— SOURCE EXTRACT —
========================
1 Study materials

1.1 R data types and data structures

Read Chapter 2 of R for Data Science (2e).

Carry out the data types and data structures activities and exercises.


1.2 More work with the penguins dataset

Read Sections 1.3–1.7 of R for Data Science (2e).

Carry out the penguin dataset activities and exercies.


2 Activities

2.1 Working with R data types and data structures

Refer to the data types and data structures section and perform the following tasks.

2.1.1 Data types in R

  1. Numeric/double precision variables can store real numbers (with a decimal point). The data type of a variable can be determined using the typeof function. Check the data type of the numHydAtoms variable.

  2. Integer variables can store integers only. Assign the value -34L to a variable numStudents and check its data type.

  3. Logical variables can only take two values, TRUE or FALSE. Assign the value TRUE to a variable passed and check its data type.
========================
(Items listed in a dataset)
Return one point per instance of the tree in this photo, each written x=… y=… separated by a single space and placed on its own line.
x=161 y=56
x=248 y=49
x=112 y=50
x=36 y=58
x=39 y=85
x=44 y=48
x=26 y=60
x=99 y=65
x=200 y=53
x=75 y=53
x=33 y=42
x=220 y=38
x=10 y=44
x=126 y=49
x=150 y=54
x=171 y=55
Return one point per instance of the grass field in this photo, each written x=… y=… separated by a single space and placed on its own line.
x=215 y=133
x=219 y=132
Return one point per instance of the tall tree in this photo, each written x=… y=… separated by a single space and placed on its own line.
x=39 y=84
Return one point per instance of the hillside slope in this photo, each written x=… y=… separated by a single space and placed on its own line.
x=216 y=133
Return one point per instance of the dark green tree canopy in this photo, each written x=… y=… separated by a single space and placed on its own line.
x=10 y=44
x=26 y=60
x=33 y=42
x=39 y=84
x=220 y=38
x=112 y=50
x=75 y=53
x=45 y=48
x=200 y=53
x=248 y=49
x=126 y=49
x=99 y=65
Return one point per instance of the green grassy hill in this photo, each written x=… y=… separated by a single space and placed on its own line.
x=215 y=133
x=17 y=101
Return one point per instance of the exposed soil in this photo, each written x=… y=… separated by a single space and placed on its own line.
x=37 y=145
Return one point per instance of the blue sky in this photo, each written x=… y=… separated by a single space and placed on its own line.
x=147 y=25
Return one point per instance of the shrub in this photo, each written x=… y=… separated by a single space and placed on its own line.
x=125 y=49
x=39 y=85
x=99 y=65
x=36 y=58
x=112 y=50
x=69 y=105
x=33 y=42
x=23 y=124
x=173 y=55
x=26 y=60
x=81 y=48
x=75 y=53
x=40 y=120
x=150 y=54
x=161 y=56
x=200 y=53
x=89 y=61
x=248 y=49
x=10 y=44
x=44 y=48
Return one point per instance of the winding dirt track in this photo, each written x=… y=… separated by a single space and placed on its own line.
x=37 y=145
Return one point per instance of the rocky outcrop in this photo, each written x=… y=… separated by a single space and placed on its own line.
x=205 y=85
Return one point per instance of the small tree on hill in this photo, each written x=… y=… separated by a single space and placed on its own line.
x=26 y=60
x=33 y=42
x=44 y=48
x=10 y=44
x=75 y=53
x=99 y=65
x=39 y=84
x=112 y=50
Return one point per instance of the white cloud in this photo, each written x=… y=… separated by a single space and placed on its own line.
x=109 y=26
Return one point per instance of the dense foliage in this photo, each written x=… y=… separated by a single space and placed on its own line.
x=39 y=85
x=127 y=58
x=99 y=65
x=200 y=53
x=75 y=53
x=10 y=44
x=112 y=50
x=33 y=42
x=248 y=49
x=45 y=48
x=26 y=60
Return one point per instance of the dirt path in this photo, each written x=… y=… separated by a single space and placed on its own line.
========================
— GIVEN REQUEST 1 —
According to the R study guide, which function determines the data type of a variable?
— GIVEN REQUEST 2 —
Summarize the R study guide in two sentences.
— GIVEN REQUEST 3 —
List every R data type that the R study guide describes under "Data types in R".

— EXERCISE ANSWER 1 —
The typeof function.

— EXERCISE ANSWER 2 —
The study materials assign Chapter 2 and Sections 1.3–1.7 of R for Data Science (2e), along with activities and exercises on R data types and data structures and on the penguins dataset. The activities then have the reader check the data types of numeric/double precision, integer, and logical variables, including numHydAtoms, a variable numStudents assigned -34L, and a variable passed assigned TRUE.

— EXERCISE ANSWER 3 —
- Numeric/double precision
- Integer
- Logical